— Begin —

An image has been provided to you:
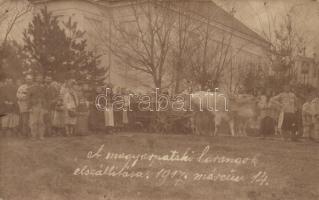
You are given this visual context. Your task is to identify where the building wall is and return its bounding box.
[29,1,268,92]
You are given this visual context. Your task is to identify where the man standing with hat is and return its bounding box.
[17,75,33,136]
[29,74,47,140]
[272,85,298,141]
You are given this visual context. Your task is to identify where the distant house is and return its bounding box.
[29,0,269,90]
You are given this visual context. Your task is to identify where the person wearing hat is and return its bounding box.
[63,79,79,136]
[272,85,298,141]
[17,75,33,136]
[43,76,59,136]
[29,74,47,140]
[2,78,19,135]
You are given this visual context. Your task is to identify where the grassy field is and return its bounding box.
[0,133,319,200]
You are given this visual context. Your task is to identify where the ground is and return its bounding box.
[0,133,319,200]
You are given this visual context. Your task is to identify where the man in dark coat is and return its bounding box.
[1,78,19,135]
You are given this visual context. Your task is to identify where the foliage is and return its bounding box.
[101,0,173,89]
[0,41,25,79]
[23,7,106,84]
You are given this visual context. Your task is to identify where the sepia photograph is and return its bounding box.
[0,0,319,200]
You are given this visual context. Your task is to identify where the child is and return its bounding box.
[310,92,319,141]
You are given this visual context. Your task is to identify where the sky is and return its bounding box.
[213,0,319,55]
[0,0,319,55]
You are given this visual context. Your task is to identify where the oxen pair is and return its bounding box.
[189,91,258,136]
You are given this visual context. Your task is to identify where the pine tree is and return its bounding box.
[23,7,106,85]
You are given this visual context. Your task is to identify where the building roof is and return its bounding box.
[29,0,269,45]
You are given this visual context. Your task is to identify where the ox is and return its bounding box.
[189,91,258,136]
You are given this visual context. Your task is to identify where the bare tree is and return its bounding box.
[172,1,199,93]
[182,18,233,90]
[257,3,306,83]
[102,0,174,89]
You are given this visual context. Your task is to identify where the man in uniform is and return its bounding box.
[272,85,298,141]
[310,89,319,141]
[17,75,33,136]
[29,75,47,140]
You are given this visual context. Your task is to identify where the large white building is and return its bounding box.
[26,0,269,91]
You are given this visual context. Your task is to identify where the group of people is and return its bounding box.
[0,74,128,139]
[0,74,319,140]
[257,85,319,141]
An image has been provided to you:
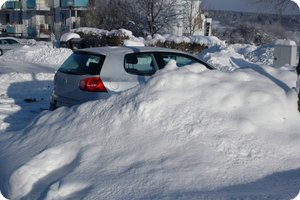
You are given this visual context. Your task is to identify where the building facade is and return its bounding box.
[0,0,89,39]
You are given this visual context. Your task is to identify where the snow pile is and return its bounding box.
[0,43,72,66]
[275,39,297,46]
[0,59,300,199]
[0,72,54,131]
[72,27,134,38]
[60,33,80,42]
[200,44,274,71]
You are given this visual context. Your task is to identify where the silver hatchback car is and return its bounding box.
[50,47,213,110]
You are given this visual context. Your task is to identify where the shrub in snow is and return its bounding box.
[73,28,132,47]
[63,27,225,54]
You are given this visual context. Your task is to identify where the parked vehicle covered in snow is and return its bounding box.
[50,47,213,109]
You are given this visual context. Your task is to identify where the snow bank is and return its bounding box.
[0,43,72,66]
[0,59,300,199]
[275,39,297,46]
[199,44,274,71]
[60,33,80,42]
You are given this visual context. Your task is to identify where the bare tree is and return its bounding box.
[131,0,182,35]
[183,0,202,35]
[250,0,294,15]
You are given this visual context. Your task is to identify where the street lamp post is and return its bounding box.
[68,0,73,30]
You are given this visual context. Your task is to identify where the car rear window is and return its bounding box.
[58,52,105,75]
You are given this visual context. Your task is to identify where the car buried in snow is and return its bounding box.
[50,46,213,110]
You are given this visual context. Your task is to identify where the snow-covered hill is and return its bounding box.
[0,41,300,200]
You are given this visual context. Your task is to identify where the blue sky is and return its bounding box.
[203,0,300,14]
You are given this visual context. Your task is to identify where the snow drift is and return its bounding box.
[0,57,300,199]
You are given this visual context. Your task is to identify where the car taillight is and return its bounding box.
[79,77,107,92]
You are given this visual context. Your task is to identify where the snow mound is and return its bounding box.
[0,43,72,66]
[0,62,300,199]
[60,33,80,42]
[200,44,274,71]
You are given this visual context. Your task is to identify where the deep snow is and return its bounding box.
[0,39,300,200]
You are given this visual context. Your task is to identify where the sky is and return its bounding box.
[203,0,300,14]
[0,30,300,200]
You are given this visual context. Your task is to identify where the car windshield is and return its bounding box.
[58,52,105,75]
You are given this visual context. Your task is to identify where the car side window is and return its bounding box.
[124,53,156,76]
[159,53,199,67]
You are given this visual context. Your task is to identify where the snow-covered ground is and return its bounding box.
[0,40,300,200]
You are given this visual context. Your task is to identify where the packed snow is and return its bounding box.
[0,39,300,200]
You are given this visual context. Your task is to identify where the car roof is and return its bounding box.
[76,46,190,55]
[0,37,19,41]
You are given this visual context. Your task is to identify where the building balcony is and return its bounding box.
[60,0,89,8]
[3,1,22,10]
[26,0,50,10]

— End —

Copy all of the records above word for word, including every line of text. Omit the pictures.

An image has been provided to you:
You are given this visual context. Your task is to identify where the building wall is and return its bounding box.
[29,1,268,92]
You are given this visual context. Your task is to identify where the man standing with hat is and return its bounding box.
[17,75,33,136]
[29,74,47,140]
[272,85,298,141]
You are given this visual context. Your task is to identify where the distant house is and return its bounding box.
[29,0,269,90]
You are given this visual context. Your task is to identify where the person wearing hat is and return its bounding box.
[63,79,79,136]
[272,85,298,141]
[17,75,33,136]
[43,76,59,136]
[29,74,47,140]
[2,78,19,135]
You are given this visual context. Your task is to identify where the grassy field is and return its bounding box.
[0,133,319,200]
You are given this visual context. Your task is to identify where the ground is and return its bounding box.
[0,133,319,200]
You are given this visual context. Your task is to identify where the man in dark coat is and return its bounding box.
[1,78,19,135]
You are given this visual context. Your task is to identify where the foliage is and return its bounding box.
[101,0,173,89]
[0,41,25,79]
[23,7,106,84]
You are given this visual context. Your task is to identify where the sepia photograph is and return its bounding box.
[0,0,319,200]
You are given this visual context. Your task is to identify where the child is and return its bounding box.
[310,92,319,141]
You are given this visual context. Your task is to identify where the sky is and return its bounding box.
[213,0,319,55]
[0,0,319,55]
You are given this visual context. Your task is to identify where the oxen pair is and return its bounding box.
[189,91,258,136]
You are given this visual context. Your task is to identify where the pine tree is and return its bounding box.
[23,7,106,85]
You are given this visual context. Your task is to identify where the building roof is and return its bounding box.
[29,0,269,45]
You are given this visual context. Your task is to identify where the ox is and return its bounding box.
[189,91,258,136]
You are given this visual context. Your task is to identify where the bare tree is and return its bounding box.
[172,1,199,93]
[182,18,233,90]
[257,3,306,83]
[102,0,174,89]
You are given this visual context. Your task is to identify where the man in uniform is and return its bounding box.
[272,85,298,141]
[310,89,319,141]
[17,75,33,136]
[29,75,47,140]
You are given this visual context. Your task is to identify where the large white building is and return its bounding box.
[26,0,269,91]
You are given this visual context. Your task is to identify where the group of people is and return its bounding box.
[0,74,128,139]
[0,74,319,140]
[257,85,319,141]
An image has been provided to you:
You are given this visual context. Your task is to identify where the building facade is and return its bounding box.
[0,0,89,39]
You are given this visual context. Your task is to identify where the snow pile is and return its bounding box.
[0,43,72,66]
[275,39,297,46]
[0,59,300,199]
[0,72,54,131]
[72,27,134,38]
[60,33,80,42]
[200,44,274,71]
You are given this visual context. Your task is to identify where the silver hatchback car is and return its bounding box.
[50,47,213,110]
You are given this visual context. Your task is to identify where the shrub in snow is and return its bounding box.
[73,28,132,47]
[63,27,225,54]
You are given this visual context. Your task is to identify where the parked vehicle covered in snow is and return its bounding box.
[50,47,213,109]
You are given this visual context. Your task is to identify where the snow bank is and return its bounding box.
[0,43,72,66]
[0,59,300,199]
[275,39,297,46]
[199,44,274,71]
[60,33,80,42]
You are given this visual context. Your task is to identify where the bare tree is and return its bounding box.
[131,0,182,35]
[183,0,202,35]
[250,0,294,15]
You are given this visual context. Your task is to identify where the street lamp post is and return its bounding box.
[68,0,73,30]
You are given this visual context. Your task is to identify where the car rear window is and return its bounding box.
[58,52,105,75]
You are given this visual context. Your task is to identify where the car buried in snow is and return its bounding box.
[50,46,213,110]
You are given this visual context. Your task is to identify where the snow-covered hill is and return its bounding box.
[0,41,300,200]
You are given this visual context. Your task is to identify where the blue sky is and return its bounding box.
[203,0,300,14]
You are given this visual context. Your task is to identify where the snow drift is and return its bounding box.
[0,57,300,199]
You are given this visual context. Your task is to identify where the car taillight is and return its bounding box.
[79,77,107,92]
You are given this visual context. Your task is to identify where the snow mound is and return its bounding box.
[0,43,72,66]
[0,62,300,199]
[60,33,80,42]
[200,44,274,71]
You are given this visual context. Your task is to identify where the deep snow is and return its bounding box.
[0,39,300,200]
You are given this visual context. Your task is to identify where the sky is and return its bounding box.
[203,0,300,14]
[0,30,300,200]
You are given this visual context. Your task is to identify where the car windshield is and return its bounding box.
[58,52,105,75]
You are given this visual context. Your task is to identify where the car side window is and return its bounding box.
[124,53,156,76]
[159,53,199,67]
You are given this visual context. Your task is to identify where the snow-covered ground is and return its bounding box.
[0,40,300,200]
You are given this visual context. Your task is to identify where the packed snow is and return its bounding box.
[0,39,300,200]
You are given this visual context. Your task is to identify where the car roof is and return its bounding box.
[76,46,190,55]
[0,37,19,41]
You are given this visual context. Your task is to identify where the building balcony is and return its bounding box.
[60,0,89,8]
[3,1,22,10]
[26,0,50,10]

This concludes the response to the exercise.